- _THE REQUEST_
Please rewrite in full every line from the start of the records through the line that contains "[158,425,180,442]", scaling each bounding-box coordinate by 1.4 and rounding to the nearest whole number, with halves rounded up. Keep all other text in those lines unchanged, and leave the pictures out of your answer.

(Entries from an annotation dataset)

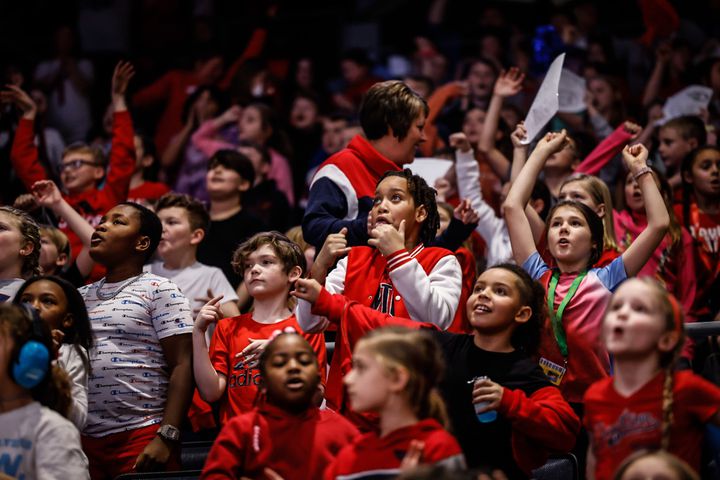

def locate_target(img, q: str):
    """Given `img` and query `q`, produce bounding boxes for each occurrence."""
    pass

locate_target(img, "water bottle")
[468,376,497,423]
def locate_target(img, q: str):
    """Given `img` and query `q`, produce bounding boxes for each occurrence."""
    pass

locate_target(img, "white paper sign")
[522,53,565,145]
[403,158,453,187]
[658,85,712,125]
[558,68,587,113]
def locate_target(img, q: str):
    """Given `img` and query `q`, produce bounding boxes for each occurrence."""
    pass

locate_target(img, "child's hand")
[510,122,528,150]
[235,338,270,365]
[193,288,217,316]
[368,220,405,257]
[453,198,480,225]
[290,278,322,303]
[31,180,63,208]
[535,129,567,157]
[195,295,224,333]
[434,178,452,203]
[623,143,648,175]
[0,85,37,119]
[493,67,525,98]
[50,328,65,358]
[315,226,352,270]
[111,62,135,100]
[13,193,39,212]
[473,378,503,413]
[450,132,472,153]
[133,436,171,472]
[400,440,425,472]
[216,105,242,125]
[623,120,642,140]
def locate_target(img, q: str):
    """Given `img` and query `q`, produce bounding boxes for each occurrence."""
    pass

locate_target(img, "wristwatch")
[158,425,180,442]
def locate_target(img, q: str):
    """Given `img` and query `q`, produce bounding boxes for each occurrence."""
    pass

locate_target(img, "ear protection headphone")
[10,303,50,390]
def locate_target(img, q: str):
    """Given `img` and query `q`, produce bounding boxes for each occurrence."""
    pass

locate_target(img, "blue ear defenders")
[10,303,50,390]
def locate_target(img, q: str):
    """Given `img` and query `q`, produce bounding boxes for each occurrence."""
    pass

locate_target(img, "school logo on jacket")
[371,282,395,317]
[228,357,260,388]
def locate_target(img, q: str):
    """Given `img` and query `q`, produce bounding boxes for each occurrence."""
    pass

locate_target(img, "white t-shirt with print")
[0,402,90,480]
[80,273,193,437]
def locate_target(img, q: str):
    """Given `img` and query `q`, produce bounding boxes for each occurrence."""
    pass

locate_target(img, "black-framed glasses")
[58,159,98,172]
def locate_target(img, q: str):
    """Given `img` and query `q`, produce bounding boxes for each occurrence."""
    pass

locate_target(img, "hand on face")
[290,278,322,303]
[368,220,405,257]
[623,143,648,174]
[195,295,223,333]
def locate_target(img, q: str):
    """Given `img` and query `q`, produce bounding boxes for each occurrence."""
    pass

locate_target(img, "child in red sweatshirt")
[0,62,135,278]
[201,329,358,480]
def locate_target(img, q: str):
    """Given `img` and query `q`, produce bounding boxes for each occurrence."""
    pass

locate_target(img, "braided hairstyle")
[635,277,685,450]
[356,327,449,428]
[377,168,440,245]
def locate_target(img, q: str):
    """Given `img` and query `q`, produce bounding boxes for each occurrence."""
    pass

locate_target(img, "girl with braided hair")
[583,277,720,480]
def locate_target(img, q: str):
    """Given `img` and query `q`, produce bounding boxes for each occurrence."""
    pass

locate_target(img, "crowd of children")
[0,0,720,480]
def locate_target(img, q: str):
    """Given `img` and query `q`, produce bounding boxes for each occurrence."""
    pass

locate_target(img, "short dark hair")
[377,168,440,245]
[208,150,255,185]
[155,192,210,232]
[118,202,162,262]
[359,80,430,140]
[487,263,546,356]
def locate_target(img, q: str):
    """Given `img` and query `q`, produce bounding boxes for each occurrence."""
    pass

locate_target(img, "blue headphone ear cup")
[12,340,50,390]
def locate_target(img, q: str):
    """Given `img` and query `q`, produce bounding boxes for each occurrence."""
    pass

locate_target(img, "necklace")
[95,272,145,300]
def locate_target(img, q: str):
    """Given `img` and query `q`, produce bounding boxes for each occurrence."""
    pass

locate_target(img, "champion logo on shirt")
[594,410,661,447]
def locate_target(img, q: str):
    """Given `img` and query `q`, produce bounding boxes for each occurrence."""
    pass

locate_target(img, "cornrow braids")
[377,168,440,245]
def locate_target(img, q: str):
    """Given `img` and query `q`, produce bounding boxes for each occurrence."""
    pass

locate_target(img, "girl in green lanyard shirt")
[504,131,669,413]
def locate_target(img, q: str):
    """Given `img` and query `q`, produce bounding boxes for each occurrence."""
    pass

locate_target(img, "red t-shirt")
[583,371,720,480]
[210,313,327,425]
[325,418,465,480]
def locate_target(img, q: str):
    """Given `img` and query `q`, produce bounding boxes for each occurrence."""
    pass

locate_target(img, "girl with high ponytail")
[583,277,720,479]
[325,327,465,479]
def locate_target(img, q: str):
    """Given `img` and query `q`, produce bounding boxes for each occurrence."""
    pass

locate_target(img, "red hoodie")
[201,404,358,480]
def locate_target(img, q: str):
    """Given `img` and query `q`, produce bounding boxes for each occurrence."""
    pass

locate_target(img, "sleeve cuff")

- _WRITTEN RESPONSE_
def locate_target(img, q: str):
    """Given `img` and query `q`, produce bounding boxes for each occurrence."""
    pass

locate_target(img, "water bottle")
[655,526,696,592]
def locate_target(img, q: str):
    """Given `img` and query `q`, produce bounding boxes for each occurrence."""
    pass

locate_target(img, "white paper sign")
[731,74,791,203]
[564,221,634,262]
[921,119,997,175]
[781,95,822,158]
def locate_target(img, q: str):
    """Given `img` and query `q`, produce bounding boxes for each occurrence."""
    pass

locate_target(img, "child's hand")
[714,171,739,210]
[329,473,378,511]
[270,403,304,442]
[515,308,567,360]
[634,277,672,315]
[406,389,451,424]
[43,252,88,291]
[749,181,794,220]
[273,413,314,466]
[608,249,633,284]
[872,200,907,245]
[0,119,52,167]
[690,94,735,137]
[70,459,91,501]
[441,316,493,378]
[155,87,189,140]
[18,270,55,297]
[662,529,704,578]
[630,185,661,214]
[186,610,239,661]
[560,616,595,661]
[302,147,339,175]
[872,168,899,196]
def locate_target(img, q: str):
    """Given `img` and query `q`, produce bounding boxes for each occurrence."""
    pass

locate_target(img, "wristwatch")
[221,595,252,619]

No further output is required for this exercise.